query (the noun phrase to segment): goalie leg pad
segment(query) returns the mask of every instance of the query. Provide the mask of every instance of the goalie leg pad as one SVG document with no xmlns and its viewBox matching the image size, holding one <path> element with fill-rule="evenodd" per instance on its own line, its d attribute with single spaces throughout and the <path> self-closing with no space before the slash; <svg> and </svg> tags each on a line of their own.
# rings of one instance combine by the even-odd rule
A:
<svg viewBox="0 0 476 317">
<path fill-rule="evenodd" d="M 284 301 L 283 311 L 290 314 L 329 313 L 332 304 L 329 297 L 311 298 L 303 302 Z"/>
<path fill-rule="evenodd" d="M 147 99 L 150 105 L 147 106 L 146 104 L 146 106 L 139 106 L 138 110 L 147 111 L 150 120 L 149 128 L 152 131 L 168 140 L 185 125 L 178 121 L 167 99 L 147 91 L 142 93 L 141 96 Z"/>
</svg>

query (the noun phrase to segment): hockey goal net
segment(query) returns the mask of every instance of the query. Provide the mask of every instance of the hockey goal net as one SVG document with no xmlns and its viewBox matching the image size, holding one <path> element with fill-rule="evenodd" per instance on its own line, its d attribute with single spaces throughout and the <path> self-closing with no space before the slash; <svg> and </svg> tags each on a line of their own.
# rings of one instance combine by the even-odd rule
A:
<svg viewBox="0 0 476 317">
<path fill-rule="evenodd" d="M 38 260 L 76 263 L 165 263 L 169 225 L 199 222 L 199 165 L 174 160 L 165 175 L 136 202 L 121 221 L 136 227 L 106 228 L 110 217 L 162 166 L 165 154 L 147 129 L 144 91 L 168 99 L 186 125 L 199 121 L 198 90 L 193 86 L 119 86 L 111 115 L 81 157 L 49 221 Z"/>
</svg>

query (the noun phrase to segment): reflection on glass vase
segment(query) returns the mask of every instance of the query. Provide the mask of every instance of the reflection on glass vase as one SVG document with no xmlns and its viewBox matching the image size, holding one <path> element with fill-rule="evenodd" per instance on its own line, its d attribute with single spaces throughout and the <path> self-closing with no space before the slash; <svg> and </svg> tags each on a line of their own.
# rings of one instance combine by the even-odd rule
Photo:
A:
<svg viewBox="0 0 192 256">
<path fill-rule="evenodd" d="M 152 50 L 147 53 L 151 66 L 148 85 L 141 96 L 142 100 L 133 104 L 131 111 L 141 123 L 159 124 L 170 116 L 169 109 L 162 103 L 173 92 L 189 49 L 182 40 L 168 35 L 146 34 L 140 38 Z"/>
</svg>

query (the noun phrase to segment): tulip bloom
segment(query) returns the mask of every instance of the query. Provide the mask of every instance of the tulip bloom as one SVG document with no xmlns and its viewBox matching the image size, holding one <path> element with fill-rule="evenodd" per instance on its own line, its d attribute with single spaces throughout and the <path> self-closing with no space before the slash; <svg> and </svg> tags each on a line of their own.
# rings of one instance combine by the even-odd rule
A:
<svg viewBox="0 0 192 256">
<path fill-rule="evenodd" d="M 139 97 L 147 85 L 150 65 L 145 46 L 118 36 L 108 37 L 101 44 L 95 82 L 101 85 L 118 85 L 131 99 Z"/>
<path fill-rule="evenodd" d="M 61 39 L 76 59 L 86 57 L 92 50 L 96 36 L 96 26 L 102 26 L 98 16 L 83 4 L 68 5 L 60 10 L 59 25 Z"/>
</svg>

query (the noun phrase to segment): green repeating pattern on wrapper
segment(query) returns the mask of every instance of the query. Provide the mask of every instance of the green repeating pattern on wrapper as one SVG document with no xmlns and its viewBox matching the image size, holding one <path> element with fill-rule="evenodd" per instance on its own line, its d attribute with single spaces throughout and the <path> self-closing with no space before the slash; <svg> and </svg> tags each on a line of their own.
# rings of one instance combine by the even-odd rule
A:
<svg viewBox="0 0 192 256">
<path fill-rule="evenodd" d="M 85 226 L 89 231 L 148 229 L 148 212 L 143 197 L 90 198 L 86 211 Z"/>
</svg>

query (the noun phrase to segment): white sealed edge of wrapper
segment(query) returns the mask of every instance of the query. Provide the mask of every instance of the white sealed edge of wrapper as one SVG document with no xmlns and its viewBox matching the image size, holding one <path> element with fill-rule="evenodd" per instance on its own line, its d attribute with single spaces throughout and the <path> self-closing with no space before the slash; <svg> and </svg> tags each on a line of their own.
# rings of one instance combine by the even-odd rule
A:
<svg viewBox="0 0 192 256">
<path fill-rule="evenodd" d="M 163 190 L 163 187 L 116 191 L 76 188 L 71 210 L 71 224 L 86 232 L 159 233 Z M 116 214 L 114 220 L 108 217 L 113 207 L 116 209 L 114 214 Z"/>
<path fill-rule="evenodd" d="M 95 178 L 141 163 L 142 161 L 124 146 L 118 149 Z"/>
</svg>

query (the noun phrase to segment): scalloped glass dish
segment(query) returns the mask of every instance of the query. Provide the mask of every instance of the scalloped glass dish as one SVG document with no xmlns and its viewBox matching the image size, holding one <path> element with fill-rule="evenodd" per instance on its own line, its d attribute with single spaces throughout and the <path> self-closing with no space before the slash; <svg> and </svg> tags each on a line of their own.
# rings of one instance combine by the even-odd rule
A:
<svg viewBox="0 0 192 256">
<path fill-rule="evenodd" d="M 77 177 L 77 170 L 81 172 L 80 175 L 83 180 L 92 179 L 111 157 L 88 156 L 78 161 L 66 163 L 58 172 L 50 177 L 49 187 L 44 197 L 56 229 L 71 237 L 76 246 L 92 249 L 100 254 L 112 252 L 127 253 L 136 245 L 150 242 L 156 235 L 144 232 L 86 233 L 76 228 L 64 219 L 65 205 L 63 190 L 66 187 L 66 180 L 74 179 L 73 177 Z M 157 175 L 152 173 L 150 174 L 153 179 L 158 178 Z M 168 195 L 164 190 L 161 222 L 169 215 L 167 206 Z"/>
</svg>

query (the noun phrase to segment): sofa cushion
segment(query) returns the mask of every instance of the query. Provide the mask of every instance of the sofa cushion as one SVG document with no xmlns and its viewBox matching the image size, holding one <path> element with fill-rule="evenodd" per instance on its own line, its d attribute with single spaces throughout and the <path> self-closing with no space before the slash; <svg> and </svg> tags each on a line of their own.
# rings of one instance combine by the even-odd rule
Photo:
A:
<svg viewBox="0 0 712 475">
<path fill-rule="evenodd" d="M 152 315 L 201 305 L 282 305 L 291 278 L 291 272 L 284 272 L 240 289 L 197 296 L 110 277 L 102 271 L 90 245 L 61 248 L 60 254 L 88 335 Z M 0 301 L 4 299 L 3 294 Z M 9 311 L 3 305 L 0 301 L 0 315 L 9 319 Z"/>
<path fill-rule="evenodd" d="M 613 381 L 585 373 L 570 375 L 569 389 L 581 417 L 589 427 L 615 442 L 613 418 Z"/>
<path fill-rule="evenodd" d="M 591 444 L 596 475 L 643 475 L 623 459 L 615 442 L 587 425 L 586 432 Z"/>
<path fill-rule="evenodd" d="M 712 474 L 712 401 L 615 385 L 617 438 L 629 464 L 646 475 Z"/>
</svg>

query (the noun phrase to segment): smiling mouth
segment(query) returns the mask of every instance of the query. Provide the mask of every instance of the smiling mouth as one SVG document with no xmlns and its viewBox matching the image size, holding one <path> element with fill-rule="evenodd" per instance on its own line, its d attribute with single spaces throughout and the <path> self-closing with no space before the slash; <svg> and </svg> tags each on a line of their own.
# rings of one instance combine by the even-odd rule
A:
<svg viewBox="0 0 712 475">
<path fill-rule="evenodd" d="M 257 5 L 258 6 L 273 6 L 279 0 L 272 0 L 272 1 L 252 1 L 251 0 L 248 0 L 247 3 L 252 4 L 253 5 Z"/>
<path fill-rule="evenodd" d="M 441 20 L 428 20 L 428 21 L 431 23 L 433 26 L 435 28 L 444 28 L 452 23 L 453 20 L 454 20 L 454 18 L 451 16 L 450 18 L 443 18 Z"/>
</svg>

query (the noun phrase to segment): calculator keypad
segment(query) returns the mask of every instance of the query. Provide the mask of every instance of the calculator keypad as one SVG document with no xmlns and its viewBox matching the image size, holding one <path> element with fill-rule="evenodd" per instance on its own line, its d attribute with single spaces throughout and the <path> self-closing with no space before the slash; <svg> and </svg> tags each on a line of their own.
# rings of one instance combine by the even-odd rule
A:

§ **DIRECTIONS FOR THIS TASK**:
Everything from the line with "query (the noun phrase to segment): calculator" through the last line of the material above should be echoed exactly, and nothing else.

§ **TASK ANSWER**:
query (the noun phrase to segment): calculator keypad
segment(query) returns the mask of every instance of the query. Provide the mask of every instance of the calculator keypad as one SVG document with no xmlns and its viewBox matching the image size, holding one <path> element with fill-rule="evenodd" per instance on its own line, its d attribute with single spaces throughout and the <path> self-closing with no space before the slash; <svg> and </svg> tags each on a line of their own.
# rings of one instance combine by the even-odd rule
A:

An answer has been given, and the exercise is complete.